▸ Bereitgestellter Text:
↓

Unheimliches Leuchten

Früher war alles besser – oder etwa doch nicht? Chemie, also das kunstvolle Zusammenschütten verschiedener Wässerchen und Pülverchen, übt auf viele Kinder eine gewisse Faszination aus; schliesslich knallt, brennt und schäumt es dabei oft und es passieren wunderliche Dinge. Wikipedia sieht dies allerdings nüchterner und definiert Chemie mit «eine Naturwissenschaft, die sich mit dem Aufbau, den Eigenschaften und der Umwandlung von chemischen Stoffen beschäftigt». Nun gut, heute wollen wir uns mit interessanten Formen der «Umwandlung» beschäftigen – der Experimentierkasten «Chemisches Leuchten» von Kosmos soll uns dabei helfen. Die seltsame Substanz «Luminol» lernen wir dabei in einem Versuch auch kennen.

Abbildung des Buchs «Wege in die Physik+Chemie» von Klett+Balmer mit Foto von leuchtendem Luminol.
Bilder: Wege in die Physik+ Chemie, Verlag Klett & Balmer, Zug

Leider hatte ich als Kind nicht das Glück Besitzer eines Chemiebaukastens zu sein – die waren richtig teuer und mutmasslich gefährlich. In unserer Nachbarschaft verfügte damals einzig der Sohn eines Chemikers über ein solches Spielzeug. Mir blieb da leider nur mein Buch «Wege in die Physik+Chemie». Immerhin, besser als nichts und ein paar Experimente waren darin auch beschrieben. Das Buch war allerdings eher für den Schulunterricht an der Oberstufe gedacht und ging davon aus, dass man über ein gut sortiertes Chemielabor verfügt und einem eine fachkundige Lehrperson zu Seite steht. 

Ein vielversprechendes Experiment

Beim Durchforschen des Buches nach praktikablen Experimenten stolperte ich damals immer wieder über das Bild mit dem «Luminol» Versuch. Dieser versprach als Resultat «Die Reaktionslösung leuchtet. Die Erwärmung ist gering.» und zeigte einen Glaskolben gefüllt mit einer blaugrünen, unheimlich leuchtenden Flüssigkeit – eindeutig das coolste Experiment im ganzen Buch!

Da mir damals weder Chemielabor noch Lehrperson zur Verfügung standen und ich mir auch nicht vorstellen konnte, wo man «Luminol» und «Blutlaugensalz» herbekommt, blieb es beim blossen Betrachten des Bildes. Auch später im Teenageralter waren Chemolumineszenz und Luminol im kopflastigen und eher langweiligen Chemieunterricht bedauerlicherweise kein Thema. Das war früher. Und heute? Heute ist alles besser!

↑

▸ Vorgegebenes Material:
↓

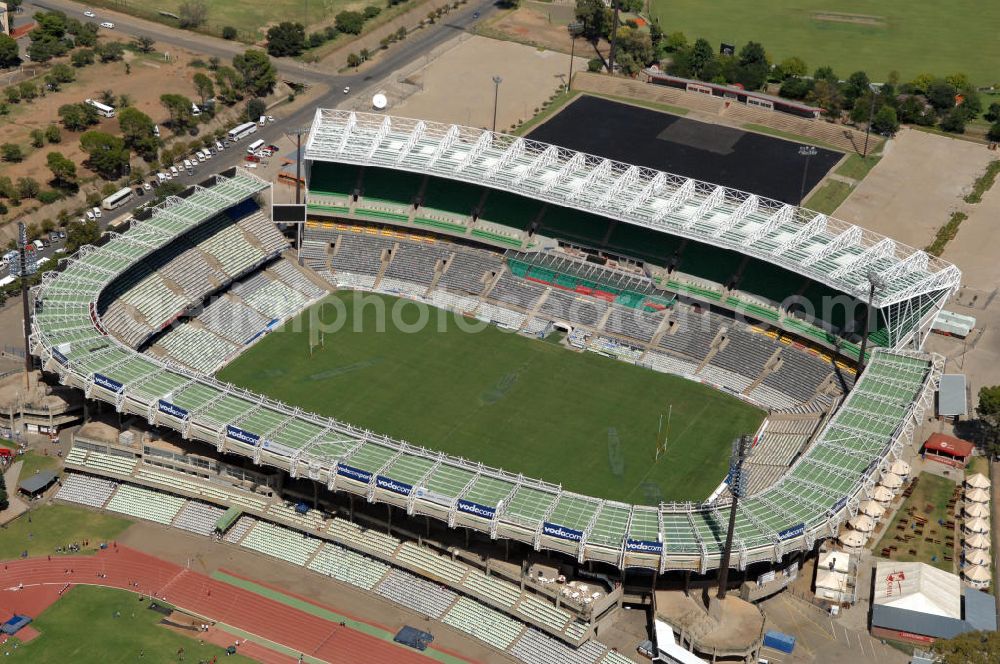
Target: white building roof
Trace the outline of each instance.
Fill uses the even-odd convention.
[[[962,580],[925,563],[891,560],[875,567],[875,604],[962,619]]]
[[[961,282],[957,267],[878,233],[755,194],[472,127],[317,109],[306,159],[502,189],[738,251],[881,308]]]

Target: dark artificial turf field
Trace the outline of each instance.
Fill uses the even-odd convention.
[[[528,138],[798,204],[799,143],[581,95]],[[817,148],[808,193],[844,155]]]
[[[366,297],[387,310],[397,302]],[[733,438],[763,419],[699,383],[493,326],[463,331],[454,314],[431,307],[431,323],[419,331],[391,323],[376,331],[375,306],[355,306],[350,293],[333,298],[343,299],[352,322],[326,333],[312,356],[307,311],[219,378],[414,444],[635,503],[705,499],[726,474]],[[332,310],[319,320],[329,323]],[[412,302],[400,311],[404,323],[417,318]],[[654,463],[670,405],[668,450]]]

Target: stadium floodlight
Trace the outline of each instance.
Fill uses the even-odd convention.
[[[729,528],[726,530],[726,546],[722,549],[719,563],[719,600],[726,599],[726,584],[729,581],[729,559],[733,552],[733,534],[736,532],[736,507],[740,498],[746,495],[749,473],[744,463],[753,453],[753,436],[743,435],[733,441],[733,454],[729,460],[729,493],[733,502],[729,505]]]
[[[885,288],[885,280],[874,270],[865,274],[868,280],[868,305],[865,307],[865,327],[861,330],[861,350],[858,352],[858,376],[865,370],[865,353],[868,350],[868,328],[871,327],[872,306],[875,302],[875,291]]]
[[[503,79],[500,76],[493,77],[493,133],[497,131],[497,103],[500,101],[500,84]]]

↑
↓

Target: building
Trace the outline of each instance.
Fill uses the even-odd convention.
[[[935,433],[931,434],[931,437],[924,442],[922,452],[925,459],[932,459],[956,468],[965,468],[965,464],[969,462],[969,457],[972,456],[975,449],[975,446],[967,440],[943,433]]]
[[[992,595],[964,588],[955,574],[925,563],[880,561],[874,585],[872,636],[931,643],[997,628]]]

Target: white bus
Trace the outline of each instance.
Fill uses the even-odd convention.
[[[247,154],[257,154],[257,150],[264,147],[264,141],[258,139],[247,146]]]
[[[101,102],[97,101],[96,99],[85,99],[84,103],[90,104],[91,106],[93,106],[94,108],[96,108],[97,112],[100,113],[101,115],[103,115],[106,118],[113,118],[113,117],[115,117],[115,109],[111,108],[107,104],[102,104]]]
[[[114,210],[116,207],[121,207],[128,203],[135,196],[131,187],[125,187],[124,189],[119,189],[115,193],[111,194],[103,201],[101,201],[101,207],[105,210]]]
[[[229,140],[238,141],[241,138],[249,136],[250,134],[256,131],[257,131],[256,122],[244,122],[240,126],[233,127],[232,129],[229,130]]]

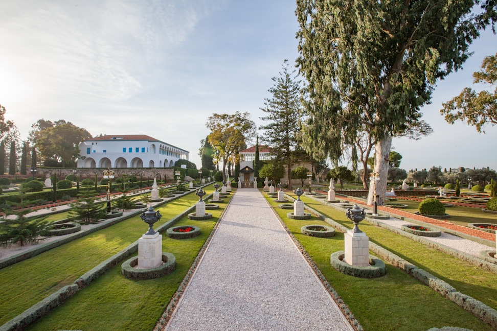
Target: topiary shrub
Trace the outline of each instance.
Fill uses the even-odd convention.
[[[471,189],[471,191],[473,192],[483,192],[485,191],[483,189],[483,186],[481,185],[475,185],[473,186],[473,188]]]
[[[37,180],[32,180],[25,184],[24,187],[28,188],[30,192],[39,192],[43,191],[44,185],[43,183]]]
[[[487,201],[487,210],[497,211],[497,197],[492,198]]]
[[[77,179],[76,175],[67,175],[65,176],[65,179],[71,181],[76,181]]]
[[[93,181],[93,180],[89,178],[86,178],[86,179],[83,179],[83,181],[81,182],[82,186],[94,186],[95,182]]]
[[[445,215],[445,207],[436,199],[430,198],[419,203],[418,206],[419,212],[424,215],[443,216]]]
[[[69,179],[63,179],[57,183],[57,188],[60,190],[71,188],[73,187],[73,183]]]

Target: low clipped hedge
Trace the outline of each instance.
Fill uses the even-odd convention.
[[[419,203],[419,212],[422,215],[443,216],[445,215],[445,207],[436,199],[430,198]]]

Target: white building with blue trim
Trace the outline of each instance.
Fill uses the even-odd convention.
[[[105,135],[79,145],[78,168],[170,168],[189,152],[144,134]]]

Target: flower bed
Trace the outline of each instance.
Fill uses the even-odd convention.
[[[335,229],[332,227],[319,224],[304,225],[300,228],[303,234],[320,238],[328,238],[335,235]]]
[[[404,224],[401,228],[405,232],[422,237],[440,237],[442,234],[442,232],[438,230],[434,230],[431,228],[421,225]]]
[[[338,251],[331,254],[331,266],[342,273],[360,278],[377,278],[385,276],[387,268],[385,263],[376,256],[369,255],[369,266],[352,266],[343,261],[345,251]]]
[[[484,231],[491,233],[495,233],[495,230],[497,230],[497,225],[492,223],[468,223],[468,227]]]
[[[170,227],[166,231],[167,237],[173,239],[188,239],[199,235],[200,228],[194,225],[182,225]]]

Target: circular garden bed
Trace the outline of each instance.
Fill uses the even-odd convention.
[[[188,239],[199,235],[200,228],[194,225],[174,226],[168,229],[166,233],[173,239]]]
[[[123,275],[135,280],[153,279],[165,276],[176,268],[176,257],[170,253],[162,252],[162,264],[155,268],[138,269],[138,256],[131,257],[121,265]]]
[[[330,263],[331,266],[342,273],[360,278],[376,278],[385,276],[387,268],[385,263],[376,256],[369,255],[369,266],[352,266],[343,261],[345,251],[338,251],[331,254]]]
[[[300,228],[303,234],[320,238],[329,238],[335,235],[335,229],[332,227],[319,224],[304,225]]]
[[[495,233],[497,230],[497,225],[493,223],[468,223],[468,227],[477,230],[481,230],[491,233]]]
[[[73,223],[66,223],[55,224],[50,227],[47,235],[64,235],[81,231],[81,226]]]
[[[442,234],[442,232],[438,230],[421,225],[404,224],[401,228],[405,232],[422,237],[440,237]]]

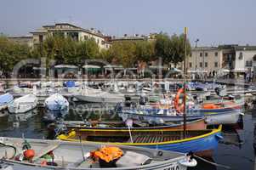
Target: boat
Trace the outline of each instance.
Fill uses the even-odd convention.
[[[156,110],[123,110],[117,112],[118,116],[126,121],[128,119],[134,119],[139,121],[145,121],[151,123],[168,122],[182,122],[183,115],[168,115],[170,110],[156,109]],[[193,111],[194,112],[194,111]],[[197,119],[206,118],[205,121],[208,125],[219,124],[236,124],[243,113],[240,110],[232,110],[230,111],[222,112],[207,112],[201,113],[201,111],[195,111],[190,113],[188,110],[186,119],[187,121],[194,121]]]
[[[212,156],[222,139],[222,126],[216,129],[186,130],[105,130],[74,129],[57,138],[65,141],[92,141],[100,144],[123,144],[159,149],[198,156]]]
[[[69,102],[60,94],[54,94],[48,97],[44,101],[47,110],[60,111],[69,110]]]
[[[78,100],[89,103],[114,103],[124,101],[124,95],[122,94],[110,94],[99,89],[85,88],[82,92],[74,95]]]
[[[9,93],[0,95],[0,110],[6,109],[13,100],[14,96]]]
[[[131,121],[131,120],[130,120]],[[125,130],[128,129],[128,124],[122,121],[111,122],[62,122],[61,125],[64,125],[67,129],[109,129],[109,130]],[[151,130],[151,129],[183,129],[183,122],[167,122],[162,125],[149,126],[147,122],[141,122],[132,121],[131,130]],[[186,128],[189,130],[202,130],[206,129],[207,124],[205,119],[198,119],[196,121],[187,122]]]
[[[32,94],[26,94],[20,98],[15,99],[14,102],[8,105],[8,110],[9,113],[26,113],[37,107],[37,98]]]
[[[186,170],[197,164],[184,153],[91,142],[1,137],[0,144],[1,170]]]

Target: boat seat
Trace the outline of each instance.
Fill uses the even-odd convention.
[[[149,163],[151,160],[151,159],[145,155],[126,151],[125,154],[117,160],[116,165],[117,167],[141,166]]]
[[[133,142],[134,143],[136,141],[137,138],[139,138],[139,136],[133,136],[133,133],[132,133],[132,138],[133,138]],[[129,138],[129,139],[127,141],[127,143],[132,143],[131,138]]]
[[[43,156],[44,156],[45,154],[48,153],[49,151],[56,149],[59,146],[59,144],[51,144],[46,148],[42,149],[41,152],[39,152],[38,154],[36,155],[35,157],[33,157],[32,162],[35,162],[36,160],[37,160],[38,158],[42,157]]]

↑

▸ Aufgabe:
Mit welchen Aspekten chemischer Stoffe beschäftigt sich die Chemie laut der Wikipedia-Definition, die im Text über das unheimliche Leuchten zitiert wird? Nennen Sie alle.

▸ Schriftliche Lösung:
- Aufbau
- Eigenschaften
- Umwandlung